Any tensor's method that has a ``_`` suffix are in-place (e.g. `.copy_()` will create a copy, `.t_()` will transpose, etc).



In [30]:
tensor = torch.rand((3,2))

print(tensor, "\n")
tensor.add_(10)
print(tensor, "\n")

tensor.t_()
print(tensor)

tensor([[0.2734, 0.5806],
        [0.1785, 0.6944],
        [0.7930, 0.6472]]) 

tensor([[10.2734, 10.5806],
        [10.1785, 10.6944],
        [10.7930, 10.6472]]) 

tensor([[10.2734, 10.1785, 10.7930],
        [10.5806, 10.6944, 10.6472]])


More tensor operations can be found in https://pytorch.org/docs/stable/torch.html


## 3. PyTorch and NumPy

Tensors on the CPU and NumPy arrays can share their underlying memory locations, and changing one will change	the other.


- `.numpy()`: Tensor to array

In [40]:
t = torch.ones(5)
print(f"t: {t}")
n = t.numpy()
print(f"n: {n}")

t: tensor([1., 1., 1., 1., 1.])
n: [1. 1. 1. 1. 1.]


A change in the tensor reflects in the array.

In [38]:
t.add_(1)
print(f"t: {t}")
print(f"n: {n}")

t: tensor([2., 2., 2., 2., 2.])
n: [2. 2. 2. 2. 2.]


- `.from_numpy()`: Array to tensor

In [41]:
n = np.ones(5)
t = torch.from_numpy(n)

Again, changes in the array reflects in the tensor.

:: GOAL 1 ::
Please copy the part of the PyTorch excerpt between "tensor.add_(10)" and "[10.7930, 10.6472]])", inclusive.
:: GOAL 2 ::
Answer these questions from the PyTorch excerpt:
(a) What does a `_` suffix on a tensor method indicate?
(b) What shape is passed to `torch.rand` in the first code block?
(c) Which method converts an array to a tensor?
:: GOAL 3 ::
List every tensor method with a `_` suffix that the PyTorch excerpt names or uses.

:: DATA BLOCK ::
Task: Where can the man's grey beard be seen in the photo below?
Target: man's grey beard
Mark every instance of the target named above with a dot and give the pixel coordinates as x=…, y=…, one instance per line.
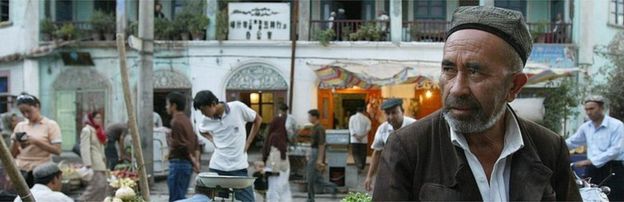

:: FINAL RESULT 1 ::
tensor.add_(10)
print(tensor, "\n")

tensor.t_()
print(tensor)

tensor([[0.2734, 0.5806],
        [0.1785, 0.6944],
        [0.7930, 0.6472]]) 

tensor([[10.2734, 10.5806],
        [10.1785, 10.6944],
        [10.7930, 10.6472]])

:: FINAL RESULT 2 ::
(a) The method is in-place.
(b) (3,2)
(c) `.from_numpy()`

:: FINAL RESULT 3 ::
`.copy_()`
`.t_()`
`.add_()`